(Exercise instructions)
a – In the article on the war in Yemen, what share of Yemen's food and basic commodities normally passes through the western port of Hodeida?
b – Name every port where, under the Stockholm agreement's proposal described in the article on the war in Yemen, troops on both sides would be stood down.
c – From the article on the war in Yemen, return the part that opens with the words containing "Ansarullah spokesman Mohammed" and closes with "4 March 2019)".

In December last year the Ansarullah movement of national resistance, popularly known as the Houthis, was invited to Sweden for United Nations-brokered talks with the Saudi-led coalition.
That coalition has, since 2015, with the support of the US and Britain, been engaged in an orgy of destruction against the Yemeni people, wiping out schools, hospitals, factories and bridges, and taking a dreadful toll in human lives, whether through bombing, starvation or the spread of cholera encouraged by the destruction of water purification plants.
In committing these crimes against humanity Saudi Arabia and its allies have received the full support of Britain and the US, both on the propaganda front and directly in the supply of fighter jets and bombs.
It is to the great credit of the Ansarullah movement that, despite the worst efforts of imperialism and its lackeys, the national-resistance struggle remains unbroken – a fact that was de facto acknowledged by the UN decision to invite Ansarullah to the talks in Sweden.
The talks opened on 6 December, and on 13 December resulted in the Stockholm agreement. This included the proposal that troops on both sides be stood down in the ports of Hodeidah, Saleef and Ras Isa.
The Saudi naval blockade of the western port of Hodeida, through which 90 percent of Yemen’s food and basic commodities normally pass, has been a major factor in creating the humanitarian disaster that has, according to the charity Save the Children, seen 85,000 children under the age of five starve to death in the past three years. (Appalling that the UK government supports Saudi regime, by Ken Livingstone, RT, 5 March 2019)
Jeremy Hunt lies about the Stockholm agreement
Eager to be of service to Riyadh in its war of plunder and domination, and mindful of the big stake Britain’s arms industry has in seeing the war prolonged (in the first year of bombardment, Britain sold £3.3bn worth of arms to the Saudis, 30 times more than it had sold in the year before it started), Britain’s pipsqueak foreign secretary Jeremy Hunt was quick to try and muddy the waters post Stockholm, falsely claiming that Hodeidah “was supposed to be cleared of militia and left under neutral control by the beginning of January”.
Ansarullah spokesman Mohammed Abdul-Salem noted that the agreement made no mention of handing Hodeidah to a neutral party, simply stipulating that it be patrolled by an unspecified “local force” with UN observers in attendance. (British elite reap benefits of Saudi-led war on Yemen, RT, 18 January 2019; and Yemen’s rebels say UK foreign secretary ‘misrepresents’ agreements on Hodeidah, RT, 4 March 2019)
Though Hunt may not like it, the local forces on the ground are strongly influenced by the Ansarullah movement, widely recognised as leading the resistance against foreign interference. As the Qatar-based Al Jazeera puts it: “Houthi forces and their affiliates have become highly entrenched in Hodeidah”, and “local security forces, such as the police, are full of Houthi partisans and sympathisers”.

(Extracted entries)
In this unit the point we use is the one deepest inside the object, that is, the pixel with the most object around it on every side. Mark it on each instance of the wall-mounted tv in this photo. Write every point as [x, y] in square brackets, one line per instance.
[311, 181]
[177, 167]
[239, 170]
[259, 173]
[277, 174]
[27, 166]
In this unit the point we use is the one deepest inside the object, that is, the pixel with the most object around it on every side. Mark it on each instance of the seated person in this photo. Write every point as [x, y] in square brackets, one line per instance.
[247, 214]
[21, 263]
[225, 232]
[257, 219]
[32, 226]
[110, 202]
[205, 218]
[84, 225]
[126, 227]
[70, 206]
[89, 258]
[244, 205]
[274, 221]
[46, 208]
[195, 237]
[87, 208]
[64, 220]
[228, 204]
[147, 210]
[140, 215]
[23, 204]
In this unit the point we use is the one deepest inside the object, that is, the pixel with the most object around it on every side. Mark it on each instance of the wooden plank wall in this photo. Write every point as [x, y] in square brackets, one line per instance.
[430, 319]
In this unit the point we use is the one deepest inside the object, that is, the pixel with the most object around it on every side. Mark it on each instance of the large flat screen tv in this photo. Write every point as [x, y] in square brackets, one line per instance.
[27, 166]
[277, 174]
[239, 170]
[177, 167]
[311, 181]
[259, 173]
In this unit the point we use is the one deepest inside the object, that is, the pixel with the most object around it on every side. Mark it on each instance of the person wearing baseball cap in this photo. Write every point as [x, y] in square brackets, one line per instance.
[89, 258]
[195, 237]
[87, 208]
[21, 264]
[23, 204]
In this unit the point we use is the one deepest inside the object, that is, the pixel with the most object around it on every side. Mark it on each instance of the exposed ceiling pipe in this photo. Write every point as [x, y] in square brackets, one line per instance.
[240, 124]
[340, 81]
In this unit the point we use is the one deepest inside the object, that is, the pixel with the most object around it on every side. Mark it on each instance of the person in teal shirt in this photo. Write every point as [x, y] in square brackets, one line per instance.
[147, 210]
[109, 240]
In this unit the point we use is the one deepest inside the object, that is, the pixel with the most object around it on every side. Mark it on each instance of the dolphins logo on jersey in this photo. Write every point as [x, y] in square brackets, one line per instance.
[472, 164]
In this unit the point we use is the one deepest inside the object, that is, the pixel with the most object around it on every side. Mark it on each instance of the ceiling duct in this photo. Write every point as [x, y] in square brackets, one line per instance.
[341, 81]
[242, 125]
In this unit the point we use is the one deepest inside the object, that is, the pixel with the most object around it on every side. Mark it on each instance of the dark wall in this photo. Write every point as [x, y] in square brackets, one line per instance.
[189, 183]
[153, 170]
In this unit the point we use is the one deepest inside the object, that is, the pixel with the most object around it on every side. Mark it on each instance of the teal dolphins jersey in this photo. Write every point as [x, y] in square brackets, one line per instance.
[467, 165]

(Answers by item)
a – 90 percent

b – Hodeidah, Saleef and Ras Isa

c –
Ansarullah spokesman Mohammed Abdul-Salem noted that the agreement made no mention of handing Hodeidah to a neutral party, simply stipulating that it be patrolled by an unspecified “local force” with UN observers in attendance. (British elite reap benefits of Saudi-led war on Yemen, RT, 18 January 2019; and Yemen’s rebels say UK foreign secretary ‘misrepresents’ agreements on Hodeidah, RT, 4 March 2019)